[start of SUPPLIED DATA]

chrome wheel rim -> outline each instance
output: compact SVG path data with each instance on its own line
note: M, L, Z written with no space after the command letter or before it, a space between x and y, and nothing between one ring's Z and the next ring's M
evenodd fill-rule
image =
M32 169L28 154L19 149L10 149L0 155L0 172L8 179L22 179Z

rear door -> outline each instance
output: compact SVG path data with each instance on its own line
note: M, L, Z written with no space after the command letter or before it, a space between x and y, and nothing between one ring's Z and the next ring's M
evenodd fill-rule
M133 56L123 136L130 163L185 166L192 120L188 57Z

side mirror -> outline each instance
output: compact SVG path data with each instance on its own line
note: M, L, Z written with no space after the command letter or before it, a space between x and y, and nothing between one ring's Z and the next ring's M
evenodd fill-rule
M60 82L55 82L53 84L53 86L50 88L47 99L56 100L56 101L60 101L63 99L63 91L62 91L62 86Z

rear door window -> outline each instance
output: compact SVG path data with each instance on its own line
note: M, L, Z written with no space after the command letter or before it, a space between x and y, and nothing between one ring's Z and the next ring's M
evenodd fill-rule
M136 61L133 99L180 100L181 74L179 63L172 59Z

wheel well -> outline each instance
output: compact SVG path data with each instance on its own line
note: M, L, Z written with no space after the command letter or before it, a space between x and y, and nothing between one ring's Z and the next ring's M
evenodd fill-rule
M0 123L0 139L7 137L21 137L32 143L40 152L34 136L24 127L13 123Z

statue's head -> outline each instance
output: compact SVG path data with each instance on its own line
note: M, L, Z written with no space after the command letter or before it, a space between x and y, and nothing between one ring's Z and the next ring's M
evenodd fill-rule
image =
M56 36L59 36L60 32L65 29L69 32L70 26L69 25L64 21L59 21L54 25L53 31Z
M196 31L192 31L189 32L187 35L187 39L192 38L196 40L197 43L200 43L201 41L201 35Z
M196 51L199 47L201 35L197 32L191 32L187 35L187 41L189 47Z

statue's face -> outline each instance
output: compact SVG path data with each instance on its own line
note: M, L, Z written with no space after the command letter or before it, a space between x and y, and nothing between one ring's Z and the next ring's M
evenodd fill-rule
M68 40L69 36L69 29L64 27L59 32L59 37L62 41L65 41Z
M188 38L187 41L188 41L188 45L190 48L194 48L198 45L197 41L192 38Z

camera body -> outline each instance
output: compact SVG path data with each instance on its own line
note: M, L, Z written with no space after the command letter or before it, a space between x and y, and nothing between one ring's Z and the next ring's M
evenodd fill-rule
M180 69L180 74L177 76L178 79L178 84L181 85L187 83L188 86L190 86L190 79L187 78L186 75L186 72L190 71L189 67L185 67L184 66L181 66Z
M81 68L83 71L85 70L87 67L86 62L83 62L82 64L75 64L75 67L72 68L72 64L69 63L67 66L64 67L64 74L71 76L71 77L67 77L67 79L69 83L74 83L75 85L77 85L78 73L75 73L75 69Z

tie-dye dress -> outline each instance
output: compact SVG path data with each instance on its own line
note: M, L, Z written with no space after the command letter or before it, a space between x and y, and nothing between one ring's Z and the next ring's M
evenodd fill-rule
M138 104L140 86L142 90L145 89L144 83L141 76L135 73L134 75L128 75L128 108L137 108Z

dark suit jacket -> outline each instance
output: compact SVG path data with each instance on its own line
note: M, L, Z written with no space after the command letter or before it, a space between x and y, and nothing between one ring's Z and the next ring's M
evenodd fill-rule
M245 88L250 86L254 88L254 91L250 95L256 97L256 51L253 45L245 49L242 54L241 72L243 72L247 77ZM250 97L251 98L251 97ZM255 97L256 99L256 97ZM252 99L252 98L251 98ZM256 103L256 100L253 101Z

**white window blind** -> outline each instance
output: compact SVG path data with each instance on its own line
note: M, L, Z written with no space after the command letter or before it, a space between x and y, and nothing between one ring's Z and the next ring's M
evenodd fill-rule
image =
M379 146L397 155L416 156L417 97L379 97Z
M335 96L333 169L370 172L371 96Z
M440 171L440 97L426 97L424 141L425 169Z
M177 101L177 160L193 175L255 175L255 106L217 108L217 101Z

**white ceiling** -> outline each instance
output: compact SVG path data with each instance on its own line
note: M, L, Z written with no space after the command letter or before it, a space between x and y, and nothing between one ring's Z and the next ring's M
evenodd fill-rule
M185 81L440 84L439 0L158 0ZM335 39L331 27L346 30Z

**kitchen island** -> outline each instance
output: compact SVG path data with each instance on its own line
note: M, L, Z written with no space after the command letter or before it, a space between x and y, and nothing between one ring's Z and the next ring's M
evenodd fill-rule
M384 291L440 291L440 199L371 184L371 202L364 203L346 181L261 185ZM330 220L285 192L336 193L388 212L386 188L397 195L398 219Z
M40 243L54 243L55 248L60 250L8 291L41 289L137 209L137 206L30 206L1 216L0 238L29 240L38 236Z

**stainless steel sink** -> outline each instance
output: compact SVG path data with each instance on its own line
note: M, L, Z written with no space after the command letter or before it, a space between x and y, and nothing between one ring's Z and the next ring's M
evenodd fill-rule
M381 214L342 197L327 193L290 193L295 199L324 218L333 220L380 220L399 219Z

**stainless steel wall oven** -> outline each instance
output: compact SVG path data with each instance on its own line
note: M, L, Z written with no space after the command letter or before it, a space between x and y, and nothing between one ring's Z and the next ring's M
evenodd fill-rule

[end of SUPPLIED DATA]

# PROBLEM DETAILS
List the lines of the records above as a numbered list, leaving out blank lines, starting at the line containing "wheel well -> outline each instance" and ending at the line containing "M81 68L83 71L85".

# RESPONSE TO THIS EXERCISE
1. wheel well -> outline each instance
2. output: compact SVG path data with each instance on its own line
3. note: M, L, Z written with no space after the command letter or before it, a space between x and y, and nothing between one ring's Z and the next ring's M
4. evenodd fill-rule
5. M0 123L0 139L7 137L21 137L32 143L40 152L34 136L24 127L13 123Z
6. statue's head -> outline each instance
7. output: compact SVG path data with each instance on its own line
8. note: M, L, Z written with no space after the command letter or before it, a space between x and y, and nothing between one ring's Z and the next ring's M
9. evenodd fill-rule
10. image =
11. M56 36L59 36L60 32L65 29L69 32L70 26L69 25L64 21L59 21L54 25L53 31Z
12. M196 31L192 31L189 32L187 35L187 39L192 38L196 40L197 43L200 43L201 41L201 35Z
13. M196 51L199 47L201 35L197 32L191 32L187 35L187 41L189 47Z
14. statue's face -> outline each instance
15. output: compact SVG path data with each instance on its own line
16. note: M, L, Z written with no space after the command letter or before it, a space between x and y, and nothing between one ring's Z and the next ring's M
17. evenodd fill-rule
18. M68 40L69 36L69 29L64 27L59 32L59 37L62 41L65 41Z
19. M188 38L187 41L188 41L188 45L190 48L194 48L198 45L197 41L192 38Z
20. camera body -> outline each instance
21. output: compact SVG path data with each instance on its own line
22. note: M, L, Z written with no space after the command letter or before it, a space between x and y, and nothing between one ring's Z and the next ring's M
23. evenodd fill-rule
24. M180 69L180 74L177 76L178 79L178 84L181 85L187 83L188 86L190 86L190 79L187 78L186 75L186 72L190 71L189 67L185 67L184 66L181 66Z
25. M81 68L83 71L85 70L87 67L86 62L83 62L82 64L75 64L75 67L72 68L72 64L69 63L67 66L64 67L64 74L71 76L71 77L67 77L67 79L69 83L74 83L75 85L77 85L78 73L75 73L75 69Z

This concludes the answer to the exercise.